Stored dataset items
::::

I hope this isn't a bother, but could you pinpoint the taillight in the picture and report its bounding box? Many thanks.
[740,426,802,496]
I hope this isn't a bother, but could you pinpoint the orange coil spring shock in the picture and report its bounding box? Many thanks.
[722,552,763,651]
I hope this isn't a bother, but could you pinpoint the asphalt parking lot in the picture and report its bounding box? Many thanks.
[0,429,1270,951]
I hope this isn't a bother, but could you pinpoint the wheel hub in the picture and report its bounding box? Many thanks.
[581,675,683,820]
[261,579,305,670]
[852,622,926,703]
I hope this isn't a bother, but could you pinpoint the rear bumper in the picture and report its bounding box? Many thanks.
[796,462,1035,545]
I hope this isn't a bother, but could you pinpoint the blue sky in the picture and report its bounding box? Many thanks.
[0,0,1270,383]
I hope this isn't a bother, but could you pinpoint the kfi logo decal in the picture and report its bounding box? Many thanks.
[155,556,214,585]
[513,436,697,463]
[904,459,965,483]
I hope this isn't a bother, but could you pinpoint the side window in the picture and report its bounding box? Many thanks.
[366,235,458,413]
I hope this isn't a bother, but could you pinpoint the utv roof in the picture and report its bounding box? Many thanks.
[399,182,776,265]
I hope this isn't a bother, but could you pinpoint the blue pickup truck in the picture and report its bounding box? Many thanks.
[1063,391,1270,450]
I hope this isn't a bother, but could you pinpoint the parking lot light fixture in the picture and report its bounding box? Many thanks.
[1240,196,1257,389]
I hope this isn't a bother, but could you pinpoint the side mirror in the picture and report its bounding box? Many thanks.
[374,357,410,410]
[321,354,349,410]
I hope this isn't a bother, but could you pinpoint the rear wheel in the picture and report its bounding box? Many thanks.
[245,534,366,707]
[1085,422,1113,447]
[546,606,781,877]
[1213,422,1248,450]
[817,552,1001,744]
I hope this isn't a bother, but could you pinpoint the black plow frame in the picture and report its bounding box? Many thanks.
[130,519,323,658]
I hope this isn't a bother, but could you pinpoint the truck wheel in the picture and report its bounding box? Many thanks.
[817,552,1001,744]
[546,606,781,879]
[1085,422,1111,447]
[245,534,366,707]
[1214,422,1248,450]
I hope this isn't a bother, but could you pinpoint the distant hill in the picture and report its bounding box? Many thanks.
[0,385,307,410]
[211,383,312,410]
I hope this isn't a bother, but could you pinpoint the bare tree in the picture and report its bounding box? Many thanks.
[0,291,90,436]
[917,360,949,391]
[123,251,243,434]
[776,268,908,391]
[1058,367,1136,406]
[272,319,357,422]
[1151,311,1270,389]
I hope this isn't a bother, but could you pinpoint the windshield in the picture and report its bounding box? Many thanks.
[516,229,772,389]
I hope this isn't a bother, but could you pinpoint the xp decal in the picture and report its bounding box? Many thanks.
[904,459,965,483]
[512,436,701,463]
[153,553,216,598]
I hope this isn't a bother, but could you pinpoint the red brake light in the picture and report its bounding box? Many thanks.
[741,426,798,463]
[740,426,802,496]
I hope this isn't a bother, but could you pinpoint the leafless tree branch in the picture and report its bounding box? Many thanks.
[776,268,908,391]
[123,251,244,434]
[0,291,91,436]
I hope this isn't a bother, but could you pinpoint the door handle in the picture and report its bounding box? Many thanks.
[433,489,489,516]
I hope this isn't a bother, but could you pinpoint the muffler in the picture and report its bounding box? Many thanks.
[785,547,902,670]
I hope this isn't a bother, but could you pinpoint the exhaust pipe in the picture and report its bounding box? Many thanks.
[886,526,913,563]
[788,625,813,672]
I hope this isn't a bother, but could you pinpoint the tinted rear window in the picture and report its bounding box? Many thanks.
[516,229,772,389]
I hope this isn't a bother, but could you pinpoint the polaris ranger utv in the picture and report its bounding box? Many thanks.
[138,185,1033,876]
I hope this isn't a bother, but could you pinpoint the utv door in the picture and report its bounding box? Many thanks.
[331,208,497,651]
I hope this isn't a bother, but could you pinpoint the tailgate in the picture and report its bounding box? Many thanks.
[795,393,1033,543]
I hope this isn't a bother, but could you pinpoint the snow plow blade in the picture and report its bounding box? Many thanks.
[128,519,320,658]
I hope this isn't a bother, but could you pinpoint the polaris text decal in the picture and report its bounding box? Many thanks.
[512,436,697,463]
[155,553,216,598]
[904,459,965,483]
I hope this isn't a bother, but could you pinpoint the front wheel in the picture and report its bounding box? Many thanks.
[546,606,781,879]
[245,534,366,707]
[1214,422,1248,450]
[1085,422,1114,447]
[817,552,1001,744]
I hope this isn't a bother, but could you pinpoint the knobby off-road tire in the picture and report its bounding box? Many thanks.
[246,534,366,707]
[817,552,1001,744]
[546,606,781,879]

::::

## Work required
Reproduce word for word the lines of the listing from the one containing "pinpoint the wheel" through the one containing "[399,182,776,265]", with both of those lines included.

## Task result
I hope this isn't a bother, but could you pinpoint the wheel hub in the picture and report its bounding box? Many thanks.
[581,675,683,820]
[261,579,305,670]
[852,622,926,703]
I hope this isn't a bother, but could you pinpoint the rear bumper in the picture and report its bounding box? Many thanks.
[796,462,1035,545]
I hope this isn't a bother, but could you pinpoint the blue sky in the picture and report its bounding box? Many thanks.
[0,0,1270,383]
I hope this isn't a bother, but could you pinpoint the kfi logo decal in the picture and report its bounding box? Many thanks.
[155,556,214,585]
[513,436,697,463]
[904,459,965,483]
I hope this isn't a bother, but could you pinpoint the side window in the picture and report its bounding box? Many thanks.
[366,235,458,413]
I hope this isn't a bother, but could you pinpoint the utv roof in the picture and report its bounding box? Many thanks.
[399,182,776,265]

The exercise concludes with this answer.